Proving your worth: survey reveals dichotomy facing public relations.
The return on investment (ROI) and credibility of corporate and marketing communication are becoming increasingly difficult to prove. Public relations, in contrast, is enjoying a new beginning within many organizations as more communication-investment decision-makers come to recognize the ability of PR to deliver credible and involving messages relatively inexpensively. As a result, PR professionals are being met with increased levels of accountability and scrutiny, which tasks us with proving our ability to deliver a positive ROI.
NEW AND UNFAMILIAR TERRITORY
In the midst of this time of enormous change, an informal survey of 100 professional communicators attending the IABC/Delahaye Research and Measurement Conference in New York last November yielded interesting findings indicative of the challenges and opportunities PR practitioners now face.
Communicators know that they must contribute a positive ROI, and yet most don't have systems in place to assess ROI. The PR department's internal clients expect and are provided formal objectives, and yet measurement systems have not been broadly implemented to assess the extent to which a particular objective has been achieved.
What follows is an overview of the recent survey, highlighting the reported trends as well as examining why they're happening and what practitioners can do about them.
* Nearly 9 out of 10 strongly agree that: "My company's communications program objectives are tied to business objectives."
Gone are the days when clip books would suffice. Just as every other area within the organization has been required to demonstrate a measurable contribution to business goals, PR is now held to the same standards. This bucks the trend in most organizations that leaves public relations among the last departments to be held accountable. "Business objectives," of course, can mean different things in different organizations, but it almost certainly means delivering results that are meaningful, measurable and, if you're lucky, reasonable. Given the level of the respondents' self-knowledge, isn't it amazing that,..
* Nearly 5 out of 10 use "anecdotal observations" or have "no program in place to measure ROI."
Anecdotes won't cut it, and having no way to measure PR's contribution is professional suicide in the current environment. A systematic and reliable level of accountability becomes paramount. So if we know that objectives are tied to business, then it's curious that...
* Only 5 out of 10 agreed that: "My communications program objectives are measurable."
If you were building a transcontinental railroad, wouldn't you want the tracks in alignment when they meet in the middle? The fact that only half of those surveyed have measurable objectives is the PR equivalent of a train wreck, but it's surprisingly common. Senior executives with an impact on PR spending agree that objectives must be measurable, meaningful and reasonable, or it's back to the drawing board in order to help PR pros align their programs with their company's. Therefore, it comes as a surprise that...
* Ninety-six percent of all respondents agree, "Top management is aware of my communications program objectives."
Each year, Delahaye conducts survey interviews among PR people attending professional development events. Year after year, respondents concur that generating press clipping volume is the most common and most meaningful goal for a successful PR program. And year after year, PR's internal clients say that press clipping volume is the least important measure of all and that top management being aware of communication objectives doesn't mean that they support them. Senior executives would much prefer to see programs that deliver messages to target audiences, raise awareness, change attitudes and, finally, affect behavior.

[Entries for labeling bounding boxes]

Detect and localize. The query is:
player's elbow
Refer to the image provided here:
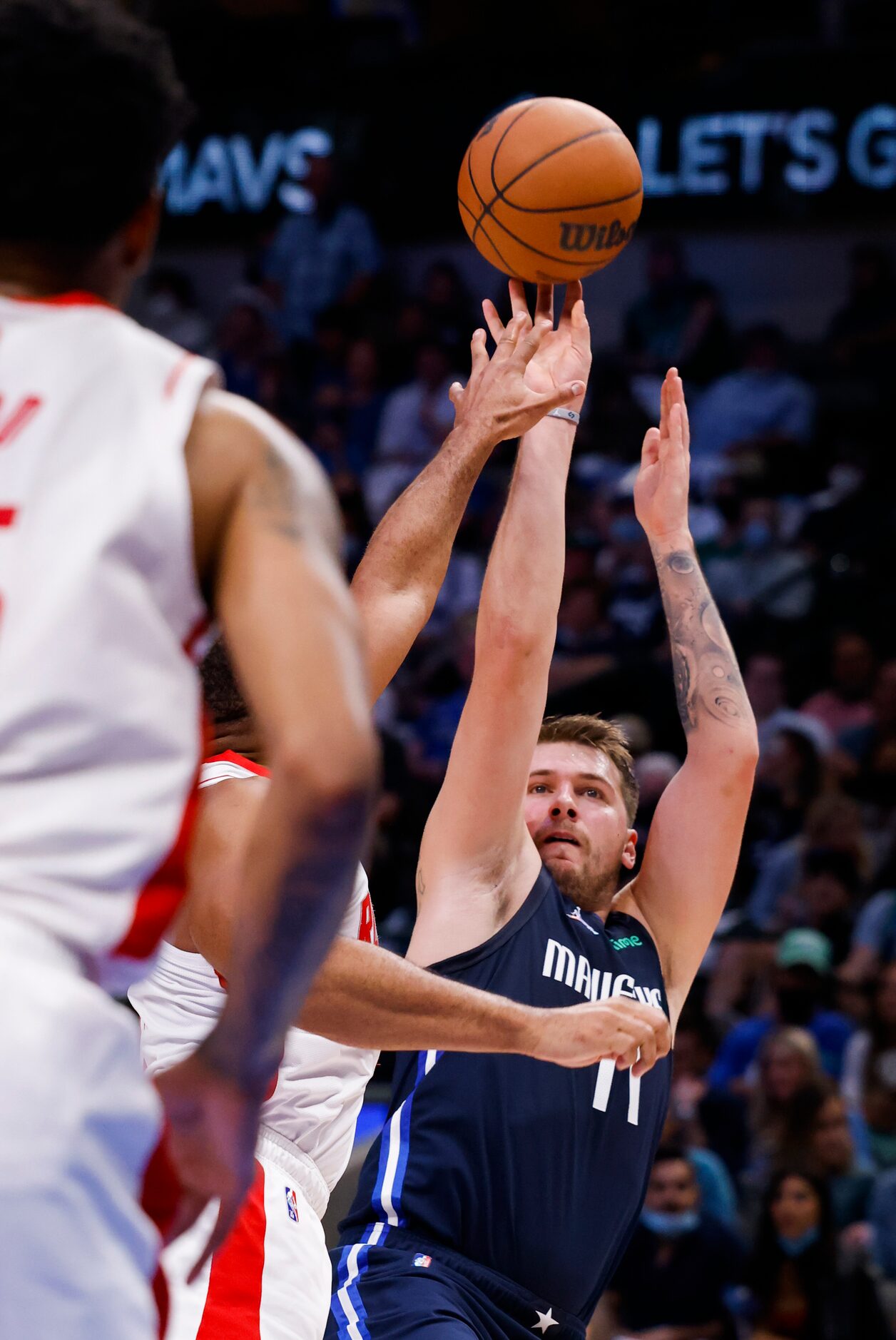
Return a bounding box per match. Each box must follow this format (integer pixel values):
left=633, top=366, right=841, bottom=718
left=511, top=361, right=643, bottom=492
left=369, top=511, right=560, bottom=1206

▶ **Instructions**:
#1 In the PR survey article, what percentage of respondents agreed that top management is aware of their communications program objectives?
#2 From the PR survey article, copy the passage starting at "Anecdotes won't cut" and ending at "a surprise that...".
Work only from the PR survey article.

▶ **Responses in order**:
#1 Ninety-six percent

#2
Anecdotes won't cut it, and having no way to measure PR's contribution is professional suicide in the current environment. A systematic and reliable level of accountability becomes paramount. So if we know that objectives are tied to business, then it's curious that...
* Only 5 out of 10 agreed that: "My communications program objectives are measurable."
If you were building a transcontinental railroad, wouldn't you want the tracks in alignment when they meet in the middle? The fact that only half of those surveyed have measurable objectives is the PR equivalent of a train wreck, but it's surprisingly common. Senior executives with an impact on PR spending agree that objectives must be measurable, meaningful and reasonable, or it's back to the drawing board in order to help PR pros align their programs with their company's. Therefore, it comes as a surprise that...